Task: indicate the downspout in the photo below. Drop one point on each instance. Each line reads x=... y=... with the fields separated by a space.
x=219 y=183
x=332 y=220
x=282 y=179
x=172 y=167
-=-=-=-=-
Exercise:
Reproduce the data above word for word, keeping every line and character unchanged.

Solution to the exercise:
Task: indicate the downspout in the photo below. Drop one point on each instance. Each line reads x=... y=... with the fields separated by a space.
x=219 y=183
x=332 y=220
x=282 y=179
x=172 y=167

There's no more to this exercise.